▸ Your objective
Omit all pictures, then retype the data exactly as given.

▸ Excerpted data
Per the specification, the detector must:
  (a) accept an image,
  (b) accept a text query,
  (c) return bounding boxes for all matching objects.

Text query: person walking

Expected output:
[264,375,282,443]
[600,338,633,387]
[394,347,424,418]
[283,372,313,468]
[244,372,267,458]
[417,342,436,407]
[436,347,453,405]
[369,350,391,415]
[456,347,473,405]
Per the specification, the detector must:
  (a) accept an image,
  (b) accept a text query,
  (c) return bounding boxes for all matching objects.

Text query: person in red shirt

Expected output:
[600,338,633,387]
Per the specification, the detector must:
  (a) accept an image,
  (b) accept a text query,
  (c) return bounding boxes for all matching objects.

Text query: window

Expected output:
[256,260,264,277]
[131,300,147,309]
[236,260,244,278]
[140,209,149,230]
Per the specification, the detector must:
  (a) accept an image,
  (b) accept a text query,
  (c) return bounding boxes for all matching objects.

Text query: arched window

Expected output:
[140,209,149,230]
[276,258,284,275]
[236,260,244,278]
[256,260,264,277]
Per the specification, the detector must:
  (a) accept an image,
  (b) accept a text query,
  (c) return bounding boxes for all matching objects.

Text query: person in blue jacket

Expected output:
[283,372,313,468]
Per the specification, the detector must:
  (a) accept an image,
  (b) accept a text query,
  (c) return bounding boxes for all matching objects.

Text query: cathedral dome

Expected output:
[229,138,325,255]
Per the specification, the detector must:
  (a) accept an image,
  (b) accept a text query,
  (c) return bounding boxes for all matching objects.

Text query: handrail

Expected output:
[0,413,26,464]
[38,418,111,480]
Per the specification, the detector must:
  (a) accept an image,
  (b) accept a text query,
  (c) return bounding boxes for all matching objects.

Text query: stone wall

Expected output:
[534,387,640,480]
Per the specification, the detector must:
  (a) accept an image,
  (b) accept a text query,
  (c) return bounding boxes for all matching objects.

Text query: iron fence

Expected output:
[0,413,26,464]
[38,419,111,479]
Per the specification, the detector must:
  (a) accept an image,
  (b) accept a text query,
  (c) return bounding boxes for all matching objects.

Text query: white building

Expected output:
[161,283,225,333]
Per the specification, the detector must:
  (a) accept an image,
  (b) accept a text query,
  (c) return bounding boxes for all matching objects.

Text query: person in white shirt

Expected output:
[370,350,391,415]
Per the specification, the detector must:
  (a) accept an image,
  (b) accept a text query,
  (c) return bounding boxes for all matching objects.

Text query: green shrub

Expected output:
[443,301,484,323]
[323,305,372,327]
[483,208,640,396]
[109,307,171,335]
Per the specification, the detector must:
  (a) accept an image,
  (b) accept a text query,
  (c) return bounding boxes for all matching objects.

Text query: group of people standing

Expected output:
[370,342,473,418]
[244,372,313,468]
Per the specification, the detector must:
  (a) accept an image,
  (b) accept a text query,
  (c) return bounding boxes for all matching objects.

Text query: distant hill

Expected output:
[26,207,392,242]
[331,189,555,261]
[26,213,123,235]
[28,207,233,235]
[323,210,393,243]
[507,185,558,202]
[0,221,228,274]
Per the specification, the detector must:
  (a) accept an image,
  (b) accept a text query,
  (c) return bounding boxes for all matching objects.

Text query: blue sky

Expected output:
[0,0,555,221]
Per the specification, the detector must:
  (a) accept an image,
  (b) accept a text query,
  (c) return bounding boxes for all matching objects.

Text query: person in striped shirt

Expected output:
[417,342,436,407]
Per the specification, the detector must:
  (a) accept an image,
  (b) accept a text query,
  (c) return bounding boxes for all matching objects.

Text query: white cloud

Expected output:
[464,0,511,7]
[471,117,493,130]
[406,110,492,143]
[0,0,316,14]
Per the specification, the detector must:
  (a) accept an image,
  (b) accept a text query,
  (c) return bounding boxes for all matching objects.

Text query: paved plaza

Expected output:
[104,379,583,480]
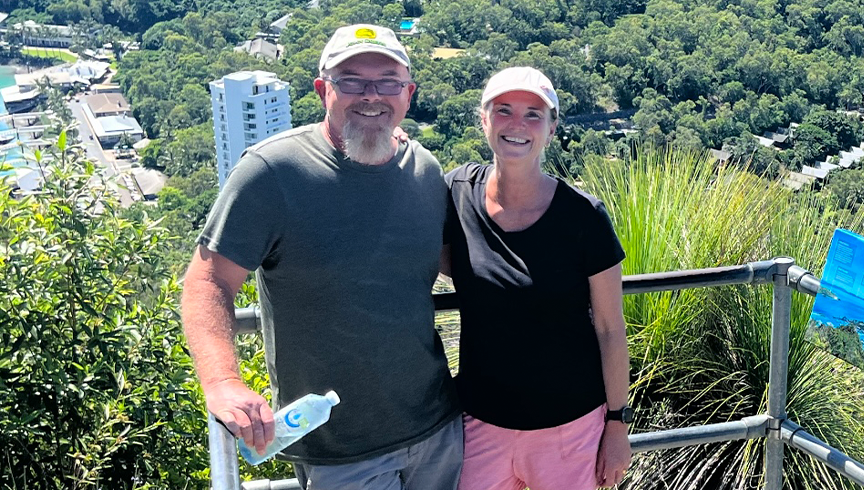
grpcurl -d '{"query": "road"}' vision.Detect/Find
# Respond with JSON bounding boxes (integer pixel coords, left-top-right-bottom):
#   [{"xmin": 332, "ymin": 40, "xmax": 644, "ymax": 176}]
[{"xmin": 68, "ymin": 95, "xmax": 138, "ymax": 208}]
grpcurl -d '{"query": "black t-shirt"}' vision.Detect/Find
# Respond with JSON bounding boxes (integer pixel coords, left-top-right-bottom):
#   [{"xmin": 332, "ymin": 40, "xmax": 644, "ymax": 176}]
[{"xmin": 445, "ymin": 164, "xmax": 624, "ymax": 430}]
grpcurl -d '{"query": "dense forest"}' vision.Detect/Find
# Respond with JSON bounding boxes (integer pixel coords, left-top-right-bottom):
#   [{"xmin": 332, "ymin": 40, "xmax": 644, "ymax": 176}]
[{"xmin": 4, "ymin": 0, "xmax": 864, "ymax": 227}]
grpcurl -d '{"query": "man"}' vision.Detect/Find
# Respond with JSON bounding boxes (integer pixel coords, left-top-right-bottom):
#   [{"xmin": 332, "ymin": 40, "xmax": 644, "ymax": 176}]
[{"xmin": 183, "ymin": 25, "xmax": 462, "ymax": 490}]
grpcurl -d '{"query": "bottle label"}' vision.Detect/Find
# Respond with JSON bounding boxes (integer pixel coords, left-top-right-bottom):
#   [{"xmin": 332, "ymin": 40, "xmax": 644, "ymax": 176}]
[{"xmin": 285, "ymin": 408, "xmax": 309, "ymax": 432}]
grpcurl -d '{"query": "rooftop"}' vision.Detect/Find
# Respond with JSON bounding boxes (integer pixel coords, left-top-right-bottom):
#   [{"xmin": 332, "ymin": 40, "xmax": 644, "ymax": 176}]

▸ Response below
Per the specification, the detector must:
  (a) accept an image,
  (b) accept a text query,
  (c) return bounding boxes for all matching objects.

Text query: person walking

Expected output:
[264,375,282,443]
[600,338,633,387]
[394,347,424,418]
[283,372,313,468]
[244,372,267,458]
[417,342,436,407]
[436,347,453,405]
[369,350,391,415]
[456,347,473,405]
Per the specification, the detector must:
  (a) accept an image,
  (b) accept a text query,
  (c) return bounding boxes for all matching objects.

Text query: person in red shirt

Expected output:
[600,338,633,387]
Per the specification, the detector must:
  (a) accept an image,
  (b) accept a text query,
  (c) return bounding boxes for all matching objects.

Text query: window

Expected output:
[256,260,264,277]
[131,300,147,309]
[236,260,244,278]
[140,209,149,230]
Per the specification, the detector must:
  (a) accept an image,
  (b) accept a text query,
  (c) return bounding boxes for all matching objects.

Text query: arched window

Expected output:
[140,209,149,230]
[276,258,284,275]
[236,260,244,278]
[256,260,264,277]
Per the specification, the detector must:
  (a) accept an image,
  (b) accept a text query,
  (c) return bounding boxes for all matching objects.

Text query: person in blue jacket

Expected output:
[283,372,313,468]
Per the specification, the detector must:
  (a) accept an image,
  (b) accept a text query,
  (c) return bounding boxes for all matching objects.

Text query: cathedral dome

Expected output:
[229,138,325,255]
Per the specification, the detector must:
  (a) accept an image,
  (b) accept a text query,
  (c) return bounding boxes for all matching objects.

Text query: handrail

Expected output:
[0,413,26,464]
[38,418,111,480]
Per the specification, the detector must:
  (a) accept an image,
  (b) accept a text query,
  (c) return bounding boxes for all matching objects.

Text query: stone wall

Expected output:
[534,387,640,480]
Per the specification, the detector must:
  (a) accept an image,
  (b) accept a text query,
  (c) return bounding boxes for all matching objects.

Text query: iron fence

Expected output:
[0,413,26,464]
[38,419,111,479]
Per the specification, the detector must:
  (a) accept an image,
  (b) accept a text query,
  (c) return bounding boxes for all matching objects.

Text query: white building

Expected output:
[161,283,225,333]
Per the specification, the detector must:
  (a) accept an image,
  (b) accept a text query,
  (c) return bounding boxes for all matching objects.

Text query: person in white shirt

Expected output:
[370,350,391,415]
Per the specification, the detector must:
  (a) accept an image,
  (b) accept a text query,
  (c) return bounding boxes for all matching objects.

Text query: green shrub

Expected output:
[443,301,484,323]
[323,305,372,327]
[483,208,640,396]
[109,307,171,335]
Per the specification, the detector must:
  (a) accept an image,
  (b) accept a text query,
  (c) return bounding boxes for all matching objects.

Text query: group of people standing

Expected output:
[370,342,473,418]
[244,372,313,468]
Per the specification, the detector must:
  (a) accept an image,
  (b) accept a text query,
  (c) return bounding boxes for all matching objects.

Text query: distant hill

Expected output:
[26,207,392,242]
[331,189,555,261]
[26,213,123,235]
[28,207,233,235]
[323,210,393,243]
[507,185,558,202]
[0,221,228,274]
Per the specification, the detector must:
  (a) accept an image,
  (b) accept a text query,
  (c) return bounding boxes for all matching objects.

Text query: blue sky

Expected output:
[0,0,555,221]
Per the specification, the detector must:
  (a) accept an image,
  (b) accept a text query,
  (c) return bounding boxes for all matching objects.

Text query: person in striped shirt

Expected output:
[417,342,436,407]
Per the specification, the detector must:
  (a) accept an image,
  (b) accept a text query,
  (c) return bounding boxes for all matching objects.

Text query: white cloud

Expected output:
[464,0,511,7]
[471,117,493,130]
[406,110,492,143]
[0,0,316,14]
Per the specification, the detector must:
  (a) accept an image,
  (b) accept a text query,
  (c) return bounding boxes for all matching objects.

Text query: paved plaza

Expected output:
[104,379,583,480]
grpcurl -d '{"query": "road"}' vision.Detect/Find
# Respond with JSON bounding boxes (integer pixel coords, left-top-right-bottom):
#   [{"xmin": 332, "ymin": 40, "xmax": 644, "ymax": 176}]
[{"xmin": 68, "ymin": 95, "xmax": 138, "ymax": 208}]
grpcurl -d '{"query": "black t-shirt"}' vision.Detect/Find
# Respond with JSON bounding boxes (integer pixel coords, left-top-right-bottom):
#   [{"xmin": 332, "ymin": 40, "xmax": 644, "ymax": 176}]
[{"xmin": 445, "ymin": 164, "xmax": 624, "ymax": 430}]
grpcurl -d '{"query": "dense forest"}' vision.Detect/Find
# Respond with JSON bounding boxes (integer pixel coords, left-top-right-bottom):
#   [{"xmin": 332, "ymin": 40, "xmax": 644, "ymax": 176}]
[{"xmin": 4, "ymin": 0, "xmax": 864, "ymax": 227}]
grpcurl -d '{"query": "man"}' vision.Detect/Find
# Respond with JSON bounding boxes (integer pixel coords, left-top-right-bottom):
#   [{"xmin": 332, "ymin": 40, "xmax": 644, "ymax": 176}]
[{"xmin": 183, "ymin": 25, "xmax": 462, "ymax": 490}]
grpcurl -d '{"query": "bottle label"}' vision.Detect/Find
# Respond with JSON bounding boxes (integer pixel coords, left-top-right-bottom):
#   [{"xmin": 332, "ymin": 40, "xmax": 644, "ymax": 176}]
[{"xmin": 285, "ymin": 408, "xmax": 309, "ymax": 432}]
grpcurl -d '{"query": "rooftop"}' vision.Detect/Find
# Respond with JSON bounding boxes (integer pixel coords, left-top-right-bottom):
#   [{"xmin": 332, "ymin": 40, "xmax": 644, "ymax": 176}]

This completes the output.